-- Input data follows --
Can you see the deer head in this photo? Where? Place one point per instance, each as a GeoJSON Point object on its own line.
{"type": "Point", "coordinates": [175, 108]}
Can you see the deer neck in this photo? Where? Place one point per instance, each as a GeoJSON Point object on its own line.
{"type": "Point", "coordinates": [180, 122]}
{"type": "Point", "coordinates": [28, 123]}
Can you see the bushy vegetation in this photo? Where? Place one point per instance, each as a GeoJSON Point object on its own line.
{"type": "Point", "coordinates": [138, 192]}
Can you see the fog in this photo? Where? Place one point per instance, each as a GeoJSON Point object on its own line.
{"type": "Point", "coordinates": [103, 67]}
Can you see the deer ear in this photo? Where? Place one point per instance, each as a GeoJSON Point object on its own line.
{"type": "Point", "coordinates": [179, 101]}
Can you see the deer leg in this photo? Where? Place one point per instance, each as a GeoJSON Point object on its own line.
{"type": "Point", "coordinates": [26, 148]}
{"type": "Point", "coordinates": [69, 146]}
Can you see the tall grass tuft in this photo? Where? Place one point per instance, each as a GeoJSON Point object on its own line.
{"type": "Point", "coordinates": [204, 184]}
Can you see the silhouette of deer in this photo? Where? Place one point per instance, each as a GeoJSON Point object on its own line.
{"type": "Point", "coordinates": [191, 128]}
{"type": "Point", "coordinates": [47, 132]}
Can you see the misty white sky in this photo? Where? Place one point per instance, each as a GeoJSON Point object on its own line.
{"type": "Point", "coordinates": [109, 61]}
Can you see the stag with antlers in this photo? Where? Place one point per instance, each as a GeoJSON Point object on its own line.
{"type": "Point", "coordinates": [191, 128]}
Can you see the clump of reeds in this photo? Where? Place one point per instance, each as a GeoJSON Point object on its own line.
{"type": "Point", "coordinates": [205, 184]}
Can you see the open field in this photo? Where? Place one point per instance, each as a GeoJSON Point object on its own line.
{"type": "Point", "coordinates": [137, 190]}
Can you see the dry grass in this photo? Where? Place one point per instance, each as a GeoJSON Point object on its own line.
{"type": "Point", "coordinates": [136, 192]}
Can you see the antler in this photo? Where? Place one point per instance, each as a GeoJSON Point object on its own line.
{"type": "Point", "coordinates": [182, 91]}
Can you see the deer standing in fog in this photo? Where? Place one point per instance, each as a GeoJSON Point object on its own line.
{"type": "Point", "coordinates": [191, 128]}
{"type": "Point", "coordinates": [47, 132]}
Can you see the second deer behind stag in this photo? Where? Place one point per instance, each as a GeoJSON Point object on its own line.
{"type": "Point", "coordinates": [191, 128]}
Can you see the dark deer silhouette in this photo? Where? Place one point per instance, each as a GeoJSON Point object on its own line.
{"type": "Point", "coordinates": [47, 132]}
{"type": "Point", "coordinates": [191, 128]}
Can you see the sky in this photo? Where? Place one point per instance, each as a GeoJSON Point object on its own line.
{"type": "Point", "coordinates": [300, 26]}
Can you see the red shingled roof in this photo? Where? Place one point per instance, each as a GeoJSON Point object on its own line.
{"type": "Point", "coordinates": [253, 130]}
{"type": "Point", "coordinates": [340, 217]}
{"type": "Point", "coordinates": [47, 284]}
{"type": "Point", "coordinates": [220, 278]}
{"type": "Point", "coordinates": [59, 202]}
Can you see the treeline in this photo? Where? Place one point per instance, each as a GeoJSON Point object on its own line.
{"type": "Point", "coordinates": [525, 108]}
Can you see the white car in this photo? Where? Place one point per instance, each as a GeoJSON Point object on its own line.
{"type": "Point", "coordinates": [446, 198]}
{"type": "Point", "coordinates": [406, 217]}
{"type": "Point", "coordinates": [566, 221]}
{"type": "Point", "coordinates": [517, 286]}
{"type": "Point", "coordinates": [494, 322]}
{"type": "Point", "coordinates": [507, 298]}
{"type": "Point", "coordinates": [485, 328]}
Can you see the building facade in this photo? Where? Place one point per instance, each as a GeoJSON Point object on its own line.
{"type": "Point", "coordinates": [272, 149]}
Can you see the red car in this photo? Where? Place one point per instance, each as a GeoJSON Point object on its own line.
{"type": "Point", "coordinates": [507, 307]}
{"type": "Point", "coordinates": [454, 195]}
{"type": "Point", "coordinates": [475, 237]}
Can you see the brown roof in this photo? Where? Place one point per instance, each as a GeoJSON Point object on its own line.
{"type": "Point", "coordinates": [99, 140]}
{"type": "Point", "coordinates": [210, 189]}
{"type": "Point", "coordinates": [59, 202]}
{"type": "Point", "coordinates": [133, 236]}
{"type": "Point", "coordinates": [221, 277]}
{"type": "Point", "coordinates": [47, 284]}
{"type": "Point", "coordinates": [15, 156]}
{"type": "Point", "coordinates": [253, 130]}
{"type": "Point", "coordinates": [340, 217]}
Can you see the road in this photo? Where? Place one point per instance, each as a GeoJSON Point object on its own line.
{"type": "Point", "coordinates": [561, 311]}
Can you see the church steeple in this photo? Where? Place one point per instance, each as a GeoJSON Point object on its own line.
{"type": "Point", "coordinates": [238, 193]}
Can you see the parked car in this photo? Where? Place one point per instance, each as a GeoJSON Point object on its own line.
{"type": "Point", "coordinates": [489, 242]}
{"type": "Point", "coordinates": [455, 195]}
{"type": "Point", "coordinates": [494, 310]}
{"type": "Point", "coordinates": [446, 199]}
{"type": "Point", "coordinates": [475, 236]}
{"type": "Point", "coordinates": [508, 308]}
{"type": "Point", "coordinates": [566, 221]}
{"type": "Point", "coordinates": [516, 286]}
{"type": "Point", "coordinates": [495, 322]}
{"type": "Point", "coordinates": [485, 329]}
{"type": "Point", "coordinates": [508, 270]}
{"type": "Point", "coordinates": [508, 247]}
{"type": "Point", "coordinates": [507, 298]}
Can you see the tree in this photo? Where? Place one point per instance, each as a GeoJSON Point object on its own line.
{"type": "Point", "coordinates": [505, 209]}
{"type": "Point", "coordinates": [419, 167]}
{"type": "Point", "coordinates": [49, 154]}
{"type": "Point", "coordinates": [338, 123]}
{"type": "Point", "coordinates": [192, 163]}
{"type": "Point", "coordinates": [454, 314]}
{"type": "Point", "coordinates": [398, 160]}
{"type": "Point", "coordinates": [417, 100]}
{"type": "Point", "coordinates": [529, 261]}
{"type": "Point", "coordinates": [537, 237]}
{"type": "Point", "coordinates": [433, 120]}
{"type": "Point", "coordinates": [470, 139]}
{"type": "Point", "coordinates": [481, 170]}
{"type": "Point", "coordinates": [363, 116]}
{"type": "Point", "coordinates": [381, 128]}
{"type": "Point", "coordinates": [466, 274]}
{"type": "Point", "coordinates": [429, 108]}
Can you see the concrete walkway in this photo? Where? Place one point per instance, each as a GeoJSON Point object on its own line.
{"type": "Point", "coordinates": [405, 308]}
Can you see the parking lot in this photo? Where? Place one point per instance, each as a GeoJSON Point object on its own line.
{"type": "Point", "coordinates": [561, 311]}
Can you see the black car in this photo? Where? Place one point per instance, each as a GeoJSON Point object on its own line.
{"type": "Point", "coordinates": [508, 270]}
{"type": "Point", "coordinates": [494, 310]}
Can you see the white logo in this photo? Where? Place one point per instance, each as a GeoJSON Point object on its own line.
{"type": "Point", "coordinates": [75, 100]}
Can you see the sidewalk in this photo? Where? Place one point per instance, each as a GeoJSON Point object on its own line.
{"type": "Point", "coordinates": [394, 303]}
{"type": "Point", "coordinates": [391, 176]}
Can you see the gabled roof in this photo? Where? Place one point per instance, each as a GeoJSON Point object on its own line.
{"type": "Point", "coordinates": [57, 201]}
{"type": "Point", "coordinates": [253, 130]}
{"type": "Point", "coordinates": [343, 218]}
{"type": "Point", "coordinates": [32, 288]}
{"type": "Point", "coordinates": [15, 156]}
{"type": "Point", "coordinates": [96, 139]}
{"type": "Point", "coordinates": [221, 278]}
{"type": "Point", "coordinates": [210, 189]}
-- Input data concluded --
• What the task asks: Starting at the line where "Can you see the sidewalk" appears, write out every line exactly as it stands until the listing ends, and add nothing.

• Exercise answer:
Can you see the sidewalk in this photo? Where? Place one point per instance, each as a GeoJSON Point object on its own line.
{"type": "Point", "coordinates": [394, 303]}
{"type": "Point", "coordinates": [391, 176]}
Can you see the gabled roof in this photo? Where? Place one point per instance, each as a GeoJSON Point object on its own line.
{"type": "Point", "coordinates": [57, 201]}
{"type": "Point", "coordinates": [253, 130]}
{"type": "Point", "coordinates": [343, 218]}
{"type": "Point", "coordinates": [32, 288]}
{"type": "Point", "coordinates": [15, 156]}
{"type": "Point", "coordinates": [96, 139]}
{"type": "Point", "coordinates": [221, 278]}
{"type": "Point", "coordinates": [210, 189]}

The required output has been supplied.